WRITTEN PROBLEM - Only those lines running from the line that contains "Mark one point on every instance of the child lying" through the end of the material are to be written out, each exactly as shown.

RECORDS TO PROCESS -

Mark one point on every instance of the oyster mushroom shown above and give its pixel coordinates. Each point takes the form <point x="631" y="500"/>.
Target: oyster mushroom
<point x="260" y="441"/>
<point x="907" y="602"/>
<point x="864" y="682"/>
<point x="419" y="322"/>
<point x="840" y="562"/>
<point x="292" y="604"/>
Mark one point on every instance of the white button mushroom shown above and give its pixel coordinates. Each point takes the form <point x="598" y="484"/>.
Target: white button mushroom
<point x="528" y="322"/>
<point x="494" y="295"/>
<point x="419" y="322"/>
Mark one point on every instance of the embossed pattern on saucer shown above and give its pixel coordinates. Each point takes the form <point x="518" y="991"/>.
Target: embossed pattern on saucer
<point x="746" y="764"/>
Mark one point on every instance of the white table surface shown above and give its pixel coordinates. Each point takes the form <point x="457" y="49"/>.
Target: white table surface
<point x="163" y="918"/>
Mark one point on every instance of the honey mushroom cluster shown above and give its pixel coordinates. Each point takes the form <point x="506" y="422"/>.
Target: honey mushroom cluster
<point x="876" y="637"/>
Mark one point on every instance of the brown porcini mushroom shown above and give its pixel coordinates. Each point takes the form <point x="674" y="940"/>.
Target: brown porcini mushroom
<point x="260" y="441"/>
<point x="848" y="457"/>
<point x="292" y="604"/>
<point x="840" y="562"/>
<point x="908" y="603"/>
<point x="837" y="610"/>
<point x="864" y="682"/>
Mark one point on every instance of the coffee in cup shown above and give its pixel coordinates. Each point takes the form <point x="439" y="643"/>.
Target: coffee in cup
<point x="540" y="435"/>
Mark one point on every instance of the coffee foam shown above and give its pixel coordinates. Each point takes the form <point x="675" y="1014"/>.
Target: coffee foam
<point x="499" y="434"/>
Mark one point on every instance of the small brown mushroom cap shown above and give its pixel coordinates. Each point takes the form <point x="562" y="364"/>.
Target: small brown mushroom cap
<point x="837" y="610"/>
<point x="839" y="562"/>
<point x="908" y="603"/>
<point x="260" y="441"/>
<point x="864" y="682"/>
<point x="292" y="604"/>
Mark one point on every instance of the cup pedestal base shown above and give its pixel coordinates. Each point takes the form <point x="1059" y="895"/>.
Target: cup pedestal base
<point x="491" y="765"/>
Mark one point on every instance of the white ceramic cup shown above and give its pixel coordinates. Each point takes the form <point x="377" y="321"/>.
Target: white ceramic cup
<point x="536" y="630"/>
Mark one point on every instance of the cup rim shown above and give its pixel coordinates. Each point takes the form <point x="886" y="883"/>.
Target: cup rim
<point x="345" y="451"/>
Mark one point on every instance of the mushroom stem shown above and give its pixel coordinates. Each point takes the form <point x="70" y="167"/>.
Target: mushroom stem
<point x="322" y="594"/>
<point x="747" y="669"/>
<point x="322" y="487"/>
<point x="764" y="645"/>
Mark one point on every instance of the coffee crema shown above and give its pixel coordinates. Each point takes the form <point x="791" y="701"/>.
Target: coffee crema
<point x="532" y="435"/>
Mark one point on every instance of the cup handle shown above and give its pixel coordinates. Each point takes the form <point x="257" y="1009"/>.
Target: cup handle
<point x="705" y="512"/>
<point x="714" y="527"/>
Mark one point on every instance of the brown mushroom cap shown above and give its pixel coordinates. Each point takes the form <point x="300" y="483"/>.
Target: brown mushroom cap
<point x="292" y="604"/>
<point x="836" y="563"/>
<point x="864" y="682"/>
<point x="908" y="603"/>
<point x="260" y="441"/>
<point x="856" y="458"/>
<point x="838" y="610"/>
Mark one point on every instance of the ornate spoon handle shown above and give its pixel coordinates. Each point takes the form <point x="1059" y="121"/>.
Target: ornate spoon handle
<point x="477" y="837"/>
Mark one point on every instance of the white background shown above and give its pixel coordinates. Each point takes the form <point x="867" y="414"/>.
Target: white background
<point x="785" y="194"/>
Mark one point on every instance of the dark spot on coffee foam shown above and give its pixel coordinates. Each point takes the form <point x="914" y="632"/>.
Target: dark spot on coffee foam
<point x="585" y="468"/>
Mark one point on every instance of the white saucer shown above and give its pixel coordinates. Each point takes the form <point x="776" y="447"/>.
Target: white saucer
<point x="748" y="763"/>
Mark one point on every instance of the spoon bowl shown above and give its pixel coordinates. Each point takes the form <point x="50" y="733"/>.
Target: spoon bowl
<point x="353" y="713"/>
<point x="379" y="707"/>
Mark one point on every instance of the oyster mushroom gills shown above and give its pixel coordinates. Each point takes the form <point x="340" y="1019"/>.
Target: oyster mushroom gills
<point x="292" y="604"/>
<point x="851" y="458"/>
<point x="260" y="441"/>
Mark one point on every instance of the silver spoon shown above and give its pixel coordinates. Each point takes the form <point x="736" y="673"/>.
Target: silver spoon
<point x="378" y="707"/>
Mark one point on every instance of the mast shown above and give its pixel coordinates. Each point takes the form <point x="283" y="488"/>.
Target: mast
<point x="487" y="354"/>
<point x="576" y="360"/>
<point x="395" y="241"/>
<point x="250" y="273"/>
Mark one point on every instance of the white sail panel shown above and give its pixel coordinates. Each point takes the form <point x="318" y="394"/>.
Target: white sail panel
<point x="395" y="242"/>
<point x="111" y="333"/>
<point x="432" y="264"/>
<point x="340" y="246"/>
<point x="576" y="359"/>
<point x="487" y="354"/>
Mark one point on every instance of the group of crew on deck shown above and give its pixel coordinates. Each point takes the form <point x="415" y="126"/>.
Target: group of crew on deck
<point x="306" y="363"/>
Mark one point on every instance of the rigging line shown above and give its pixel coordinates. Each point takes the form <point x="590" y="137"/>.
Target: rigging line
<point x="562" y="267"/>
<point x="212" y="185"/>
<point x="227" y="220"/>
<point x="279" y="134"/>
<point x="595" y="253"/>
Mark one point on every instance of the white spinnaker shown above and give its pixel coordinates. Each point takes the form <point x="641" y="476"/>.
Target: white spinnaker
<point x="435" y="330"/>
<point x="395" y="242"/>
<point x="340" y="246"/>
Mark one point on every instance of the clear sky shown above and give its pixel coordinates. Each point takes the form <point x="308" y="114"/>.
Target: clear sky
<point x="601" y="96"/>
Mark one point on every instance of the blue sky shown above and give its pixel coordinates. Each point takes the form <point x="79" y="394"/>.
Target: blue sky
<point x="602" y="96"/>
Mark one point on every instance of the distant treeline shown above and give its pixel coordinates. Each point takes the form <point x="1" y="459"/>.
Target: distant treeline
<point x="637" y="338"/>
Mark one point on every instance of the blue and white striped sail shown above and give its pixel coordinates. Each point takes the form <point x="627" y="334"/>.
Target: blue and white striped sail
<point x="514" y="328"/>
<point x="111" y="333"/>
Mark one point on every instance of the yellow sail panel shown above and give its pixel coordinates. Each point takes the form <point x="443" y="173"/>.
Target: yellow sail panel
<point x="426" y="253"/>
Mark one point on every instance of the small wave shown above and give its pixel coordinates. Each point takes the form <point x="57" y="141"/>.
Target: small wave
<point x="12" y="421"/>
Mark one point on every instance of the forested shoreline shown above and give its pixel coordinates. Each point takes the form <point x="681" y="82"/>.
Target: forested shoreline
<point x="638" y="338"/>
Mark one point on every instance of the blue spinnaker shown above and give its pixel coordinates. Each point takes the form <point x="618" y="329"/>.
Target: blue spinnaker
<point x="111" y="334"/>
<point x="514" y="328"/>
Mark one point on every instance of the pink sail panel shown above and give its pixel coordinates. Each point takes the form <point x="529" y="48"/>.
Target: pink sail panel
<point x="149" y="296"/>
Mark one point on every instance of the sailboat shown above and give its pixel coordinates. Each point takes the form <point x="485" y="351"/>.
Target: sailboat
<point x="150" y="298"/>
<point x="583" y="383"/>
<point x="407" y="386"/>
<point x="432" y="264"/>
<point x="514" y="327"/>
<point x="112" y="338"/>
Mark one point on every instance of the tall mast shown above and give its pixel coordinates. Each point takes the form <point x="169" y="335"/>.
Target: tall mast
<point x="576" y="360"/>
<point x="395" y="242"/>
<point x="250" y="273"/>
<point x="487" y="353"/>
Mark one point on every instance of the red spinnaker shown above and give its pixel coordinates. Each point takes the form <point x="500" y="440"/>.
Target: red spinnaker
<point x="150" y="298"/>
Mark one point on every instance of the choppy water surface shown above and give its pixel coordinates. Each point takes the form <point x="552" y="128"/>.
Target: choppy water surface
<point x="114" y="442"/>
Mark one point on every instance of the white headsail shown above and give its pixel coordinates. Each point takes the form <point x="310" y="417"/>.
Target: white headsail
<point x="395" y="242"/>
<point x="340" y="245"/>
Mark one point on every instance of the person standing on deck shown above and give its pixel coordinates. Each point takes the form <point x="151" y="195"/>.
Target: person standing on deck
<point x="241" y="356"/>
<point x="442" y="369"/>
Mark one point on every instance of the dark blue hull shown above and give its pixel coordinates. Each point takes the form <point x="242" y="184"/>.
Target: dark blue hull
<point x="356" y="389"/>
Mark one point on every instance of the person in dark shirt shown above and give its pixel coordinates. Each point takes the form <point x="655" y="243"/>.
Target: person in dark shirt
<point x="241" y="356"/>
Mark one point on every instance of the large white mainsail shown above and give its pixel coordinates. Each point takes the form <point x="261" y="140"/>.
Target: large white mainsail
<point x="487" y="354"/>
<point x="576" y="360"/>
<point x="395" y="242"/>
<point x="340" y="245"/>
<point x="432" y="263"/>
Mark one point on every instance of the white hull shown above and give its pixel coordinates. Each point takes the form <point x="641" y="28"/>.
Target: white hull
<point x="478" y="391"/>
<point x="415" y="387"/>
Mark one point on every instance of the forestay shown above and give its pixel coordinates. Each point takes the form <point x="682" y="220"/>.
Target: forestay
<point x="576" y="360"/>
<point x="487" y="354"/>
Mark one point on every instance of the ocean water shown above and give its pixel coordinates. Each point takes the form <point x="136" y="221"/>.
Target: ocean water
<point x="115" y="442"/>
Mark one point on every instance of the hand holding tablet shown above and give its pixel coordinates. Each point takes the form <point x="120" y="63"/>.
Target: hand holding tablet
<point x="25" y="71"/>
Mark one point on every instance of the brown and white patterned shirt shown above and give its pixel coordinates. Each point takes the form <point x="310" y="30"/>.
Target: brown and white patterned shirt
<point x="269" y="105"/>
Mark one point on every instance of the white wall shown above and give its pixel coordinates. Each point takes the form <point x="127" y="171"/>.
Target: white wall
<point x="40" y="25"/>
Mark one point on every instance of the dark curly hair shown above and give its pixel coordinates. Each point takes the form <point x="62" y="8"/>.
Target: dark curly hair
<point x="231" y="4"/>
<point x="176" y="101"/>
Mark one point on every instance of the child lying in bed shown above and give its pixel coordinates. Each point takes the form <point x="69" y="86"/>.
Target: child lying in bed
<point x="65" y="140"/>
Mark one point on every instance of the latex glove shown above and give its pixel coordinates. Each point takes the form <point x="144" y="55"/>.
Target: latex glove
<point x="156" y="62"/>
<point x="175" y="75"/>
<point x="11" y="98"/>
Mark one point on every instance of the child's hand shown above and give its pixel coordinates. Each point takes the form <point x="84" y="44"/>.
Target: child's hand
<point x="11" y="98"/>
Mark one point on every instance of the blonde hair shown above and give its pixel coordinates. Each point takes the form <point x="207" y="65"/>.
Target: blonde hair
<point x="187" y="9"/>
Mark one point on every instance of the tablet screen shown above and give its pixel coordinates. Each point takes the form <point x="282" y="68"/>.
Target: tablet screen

THE ANSWER -
Mark one point on every instance of the child lying in bed shown above and give its pixel coordinates. Each point takes the form <point x="69" y="86"/>.
Target: child lying in bed
<point x="65" y="140"/>
Mark one point on every instance of the latex glove shown above and give its pixel coordinates. Each point takes the form <point x="144" y="55"/>.
Target: latex glove
<point x="156" y="62"/>
<point x="175" y="75"/>
<point x="11" y="98"/>
Mark one point on every instance of the child's hand shown above and give its pixel coordinates. Each point takes the form <point x="84" y="44"/>.
Target: child's hand
<point x="11" y="98"/>
Mark one point on every instance of the blonde hair shown above and give its pixel coordinates. Each point takes the form <point x="207" y="65"/>.
Target: blonde hair
<point x="187" y="9"/>
Mark one point on every instance of the tablet screen shown above and give its pixel coordinates. Each point takes the form <point x="282" y="68"/>.
Target: tablet screen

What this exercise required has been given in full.